## Your objective
Please write out all the data exactly as shown.

*** Opening of Material for this task ***

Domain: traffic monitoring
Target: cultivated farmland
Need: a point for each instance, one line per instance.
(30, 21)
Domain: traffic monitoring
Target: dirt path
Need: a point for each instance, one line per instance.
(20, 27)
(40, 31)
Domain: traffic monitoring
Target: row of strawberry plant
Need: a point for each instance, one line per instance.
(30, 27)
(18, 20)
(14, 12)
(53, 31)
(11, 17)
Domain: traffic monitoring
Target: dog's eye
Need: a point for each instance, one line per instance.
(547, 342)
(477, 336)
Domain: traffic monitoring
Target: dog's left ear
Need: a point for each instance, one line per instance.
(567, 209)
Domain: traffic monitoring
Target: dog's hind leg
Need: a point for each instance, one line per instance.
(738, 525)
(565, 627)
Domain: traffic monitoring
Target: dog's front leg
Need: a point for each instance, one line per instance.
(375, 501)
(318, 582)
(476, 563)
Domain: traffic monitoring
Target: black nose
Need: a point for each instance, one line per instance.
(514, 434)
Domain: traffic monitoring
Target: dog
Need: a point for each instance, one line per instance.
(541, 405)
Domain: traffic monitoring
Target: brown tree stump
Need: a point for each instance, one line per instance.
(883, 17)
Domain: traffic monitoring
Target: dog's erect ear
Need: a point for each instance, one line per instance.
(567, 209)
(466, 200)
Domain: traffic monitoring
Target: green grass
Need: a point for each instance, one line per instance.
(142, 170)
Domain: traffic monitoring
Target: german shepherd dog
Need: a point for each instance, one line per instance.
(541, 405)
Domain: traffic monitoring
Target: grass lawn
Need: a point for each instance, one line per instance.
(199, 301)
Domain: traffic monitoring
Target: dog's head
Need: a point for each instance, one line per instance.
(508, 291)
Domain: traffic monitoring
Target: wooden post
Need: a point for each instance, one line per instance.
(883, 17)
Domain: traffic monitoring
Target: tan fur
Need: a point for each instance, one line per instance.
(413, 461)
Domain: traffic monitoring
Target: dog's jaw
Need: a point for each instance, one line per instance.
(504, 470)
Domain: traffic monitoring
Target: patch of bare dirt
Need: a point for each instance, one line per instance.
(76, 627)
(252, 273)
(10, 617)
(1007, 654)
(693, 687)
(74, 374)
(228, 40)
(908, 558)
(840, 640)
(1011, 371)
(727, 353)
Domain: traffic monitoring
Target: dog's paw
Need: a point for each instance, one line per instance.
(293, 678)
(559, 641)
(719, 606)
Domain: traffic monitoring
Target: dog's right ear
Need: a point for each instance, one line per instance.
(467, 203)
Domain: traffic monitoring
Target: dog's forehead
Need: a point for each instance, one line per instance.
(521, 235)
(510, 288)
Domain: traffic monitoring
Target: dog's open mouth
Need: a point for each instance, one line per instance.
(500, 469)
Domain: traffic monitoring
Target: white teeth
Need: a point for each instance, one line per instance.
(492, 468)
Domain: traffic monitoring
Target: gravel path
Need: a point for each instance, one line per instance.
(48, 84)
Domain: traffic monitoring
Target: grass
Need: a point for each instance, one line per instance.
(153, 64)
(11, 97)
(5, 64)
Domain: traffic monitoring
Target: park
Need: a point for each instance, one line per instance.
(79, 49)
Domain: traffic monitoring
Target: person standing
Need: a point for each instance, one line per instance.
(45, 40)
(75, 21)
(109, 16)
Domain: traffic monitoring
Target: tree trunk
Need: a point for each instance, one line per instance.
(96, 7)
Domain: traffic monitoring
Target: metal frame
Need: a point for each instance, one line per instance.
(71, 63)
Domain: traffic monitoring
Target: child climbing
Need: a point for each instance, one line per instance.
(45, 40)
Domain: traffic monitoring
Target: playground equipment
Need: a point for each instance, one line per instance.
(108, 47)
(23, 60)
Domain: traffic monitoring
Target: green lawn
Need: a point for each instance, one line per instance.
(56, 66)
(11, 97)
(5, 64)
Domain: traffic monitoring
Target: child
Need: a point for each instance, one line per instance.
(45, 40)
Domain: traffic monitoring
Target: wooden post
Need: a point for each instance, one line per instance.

*** Close of Material for this task ***

## Expected answer
Domain: traffic monitoring
Target: cultivated farmland
Need: a point for each instance, one line per instance.
(30, 21)
Domain: traffic monitoring
Target: dirt path
Need: a point for each instance, one line per instance.
(20, 27)
(40, 31)
Domain: traffic monitoring
Target: row of strawberry plant
Need: a point for each instance, one line per instance.
(30, 27)
(18, 20)
(14, 12)
(53, 31)
(11, 17)
Domain: traffic monitoring
Target: dog's eye
Need: a point for each instance, one line per instance.
(547, 342)
(477, 336)
Domain: traffic monitoring
Target: dog's left ear
Need: a point for each instance, one line per instance.
(567, 209)
Domain: traffic monitoring
Target: dog's hind leg
Need: a point for each instance, one line per instance.
(738, 525)
(565, 627)
Domain: traffic monitoring
Target: dog's front leg
Need: a point for each instance, one line per instance.
(375, 501)
(318, 582)
(476, 563)
Domain: traffic monitoring
Target: black nose
Need: a point for each instance, one line per instance.
(514, 434)
Domain: traffic monitoring
Target: dog
Need: a point for each instance, one line per instance.
(541, 405)
Domain: traffic monitoring
Target: brown tree stump
Need: a point for each instance, one line per instance.
(883, 17)
Domain: traffic monitoring
Target: dog's erect ear
Need: a point for each instance, one line per instance.
(567, 209)
(466, 200)
Domain: traffic monitoring
Target: green grass
Need: a point for each instance, one line per instance.
(142, 170)
Domain: traffic monitoring
Target: german shepherd dog
Need: a point for each instance, one line per instance.
(541, 405)
Domain: traffic monitoring
Target: grass lawn
Need: a point for each instance, one line per instance.
(199, 301)
Domain: traffic monitoring
Target: dog's head
Need: a point for each instance, one line per instance.
(508, 291)
Domain: traffic monitoring
Target: wooden post
Need: a point for each instance, one line per instance.
(883, 17)
Domain: traffic monitoring
Target: tan fur
Need: a point for each instance, one line per instance.
(413, 461)
Domain: traffic monitoring
Target: dog's jaw
Need: a point for each instance, one line per instance.
(504, 470)
Domain: traffic monitoring
Target: patch of bare dirt
Need: a point for each instance, one line per instance.
(76, 627)
(252, 273)
(10, 617)
(1007, 654)
(693, 687)
(74, 374)
(228, 40)
(908, 558)
(840, 640)
(1011, 371)
(727, 353)
Domain: traffic monitoring
Target: dog's paw
Need: a point for each instance, one line per instance.
(293, 678)
(559, 641)
(719, 606)
Domain: traffic monitoring
Target: dog's right ear
Need: a point for each instance, one line per instance.
(467, 203)
Domain: traffic monitoring
Target: dog's forehead
Need: a point for each instance, one line per instance.
(521, 235)
(510, 288)
Domain: traffic monitoring
Target: dog's open mouth
Need: a point for each instance, one line per instance.
(500, 469)
Domain: traffic monitoring
Target: white teeth
Need: a point for each instance, one line per instance.
(492, 468)
Domain: traffic monitoring
Target: gravel path
Need: a point for each instance, one line per instance.
(48, 84)
Domain: traffic monitoring
Target: grass
Need: a point for each instance, one line per instance.
(153, 64)
(11, 97)
(5, 64)
Domain: traffic monitoring
Target: park
Need: a point for each instance, one line per instance.
(79, 49)
Domain: traffic monitoring
Target: person standing
Need: a point for each instance, one line per instance.
(45, 40)
(75, 21)
(109, 16)
Domain: traffic monitoring
Target: tree trunk
Need: a point for each instance, one line per instance.
(96, 7)
Domain: traffic monitoring
Target: metal frame
Need: a point for each instance, one line per instance.
(71, 63)
Domain: traffic monitoring
Target: child climbing
Need: a point for each instance, one line per instance.
(45, 40)
Domain: traffic monitoring
Target: playground equipment
Need: a point for each instance, one line per instance.
(108, 47)
(23, 60)
Domain: traffic monitoring
Target: green lawn
Need: a point for each instance, one line per instance.
(56, 66)
(11, 97)
(5, 64)
Domain: traffic monitoring
Target: child
Need: a point for each instance, one line per instance.
(45, 40)
Domain: traffic monitoring
Target: wooden post
Need: a point for each instance, one line per instance.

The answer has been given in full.